Trecho:
○ ○ ○ ○ ○ ○ ○

1. Introdução
A usucapião é uma forma de aquisição originária da propriedade de um bem móvel ou imóvel. Ela decorrente do exercício da posse por determinado lapso temporal, com intenção de dono e sem contestação de terceiros.
No caso de bens imóveis, ela é tão comum em nossa realidade que, não raras vezes, o próprio cliente já chega ao nosso escritório solicitando um orçamento para ingressar com uma ação de usucapião. (Ou usucampeão, como muitos dizem 😊). Por vezes, acontece até de já chegarem com planta e o memorial descritivo do imóvel! Acontece que nem sempre a ação de usucapião é o melhor meio para resolver a questão do imóvel (talvez não seja o mais rápido e nem o mais econômico).
Então, em quais casos realmente é recomendado o ingresso com a ação de usucapião, no caso de um bem imóvel (lote de terreno, casa, apartamento ou qualquer tipo de construção)?
2. Conceito de usucapião
Vamos começar fazendo uma breve introdução a respeito do motivo de este instituto estar presente em nosso ordenamento, quais são as espécies, seus respectivos requisitos e o que deve ser analisado para que se saiba se está diante de um caso de usucapião.

○ ○ ○ ○ ○ ○ ○

Itens sem tratamento:
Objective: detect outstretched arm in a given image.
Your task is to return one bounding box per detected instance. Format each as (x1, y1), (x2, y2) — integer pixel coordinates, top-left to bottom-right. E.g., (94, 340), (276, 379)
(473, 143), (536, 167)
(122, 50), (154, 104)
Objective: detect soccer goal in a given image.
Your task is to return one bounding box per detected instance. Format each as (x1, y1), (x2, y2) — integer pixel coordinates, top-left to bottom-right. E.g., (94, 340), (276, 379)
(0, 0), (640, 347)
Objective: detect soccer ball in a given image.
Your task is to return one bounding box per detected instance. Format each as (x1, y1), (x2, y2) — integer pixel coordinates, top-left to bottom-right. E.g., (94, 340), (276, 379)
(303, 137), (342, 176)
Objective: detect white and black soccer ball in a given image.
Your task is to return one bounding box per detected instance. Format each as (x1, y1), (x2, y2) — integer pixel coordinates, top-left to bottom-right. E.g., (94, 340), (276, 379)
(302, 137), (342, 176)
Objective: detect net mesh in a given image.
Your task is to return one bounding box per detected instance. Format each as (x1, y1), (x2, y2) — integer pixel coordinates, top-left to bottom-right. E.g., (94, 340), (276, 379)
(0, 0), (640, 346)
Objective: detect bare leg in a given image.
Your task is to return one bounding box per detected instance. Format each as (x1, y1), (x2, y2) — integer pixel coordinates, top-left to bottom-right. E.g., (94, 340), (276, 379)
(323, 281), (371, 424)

○ ○ ○ ○ ○ ○ ○

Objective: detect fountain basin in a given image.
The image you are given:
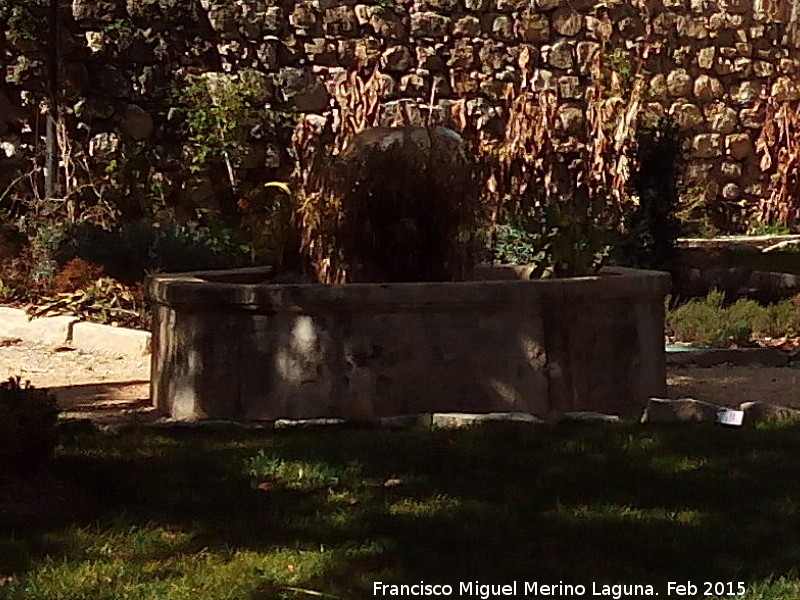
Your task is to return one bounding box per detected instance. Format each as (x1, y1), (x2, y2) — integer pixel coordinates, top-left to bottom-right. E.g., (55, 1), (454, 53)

○ ○ ○ ○ ○ ○ ○

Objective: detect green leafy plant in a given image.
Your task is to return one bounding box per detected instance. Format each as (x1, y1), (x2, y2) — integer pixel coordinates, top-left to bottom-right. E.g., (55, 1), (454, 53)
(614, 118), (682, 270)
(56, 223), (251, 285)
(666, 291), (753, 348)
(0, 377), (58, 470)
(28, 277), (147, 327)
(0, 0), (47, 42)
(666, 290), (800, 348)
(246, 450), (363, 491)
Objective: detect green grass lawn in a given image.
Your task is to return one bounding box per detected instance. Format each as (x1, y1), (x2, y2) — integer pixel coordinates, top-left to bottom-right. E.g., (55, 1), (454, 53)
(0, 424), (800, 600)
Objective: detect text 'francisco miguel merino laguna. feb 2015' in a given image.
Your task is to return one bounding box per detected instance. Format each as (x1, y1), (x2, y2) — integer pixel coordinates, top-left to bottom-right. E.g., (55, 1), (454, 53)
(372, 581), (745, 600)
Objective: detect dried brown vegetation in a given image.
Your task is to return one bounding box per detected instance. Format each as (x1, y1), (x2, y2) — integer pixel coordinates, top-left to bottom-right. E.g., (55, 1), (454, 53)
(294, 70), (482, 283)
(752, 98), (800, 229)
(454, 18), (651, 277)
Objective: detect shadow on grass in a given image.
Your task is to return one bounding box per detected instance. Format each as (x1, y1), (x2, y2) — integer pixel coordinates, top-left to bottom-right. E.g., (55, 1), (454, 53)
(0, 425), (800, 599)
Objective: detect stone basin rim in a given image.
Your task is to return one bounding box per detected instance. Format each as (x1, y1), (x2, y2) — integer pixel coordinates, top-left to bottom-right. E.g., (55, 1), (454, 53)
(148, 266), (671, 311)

○ ○ ○ ○ ○ ○ ○

Problemas a resolver:
1/ Responda com base no trecho sobre usucapião:
(a) Que tipo de aquisição da propriedade é a usucapião?
(b) Que documentos do imóvel alguns clientes já levam ao escritório?
(c) Que exemplos de bem imóvel aparecem entre parênteses?
2/ Reproduza fielmente a parte do trecho sobre usucapião que começa em "1. Introdução" e termina em "contestação de terceiros.".
3/ Segundo o trecho sobre usucapião, de que modo deve ser exercida a posse para que a usucapião ocorra? Liste todas as condições indicadas.
Os itens não têm nenhuma relação com o que se pede aqui.

Soluções:
1/
(a) Uma forma de aquisição originária da propriedade de um bem móvel ou imóvel.
(b) A planta e o memorial descritivo do imóvel.
(c) Lote de terreno, casa, apartamento ou qualquer tipo de construção.

2/
1. Introdução
A usucapião é uma forma de aquisição originária da propriedade de um bem móvel ou imóvel. Ela decorrente do exercício da posse por determinado lapso temporal, com intenção de dono e sem contestação de terceiros.

3/
- Por determinado lapso temporal
- Com intenção de dono
- Sem contestação de terceiros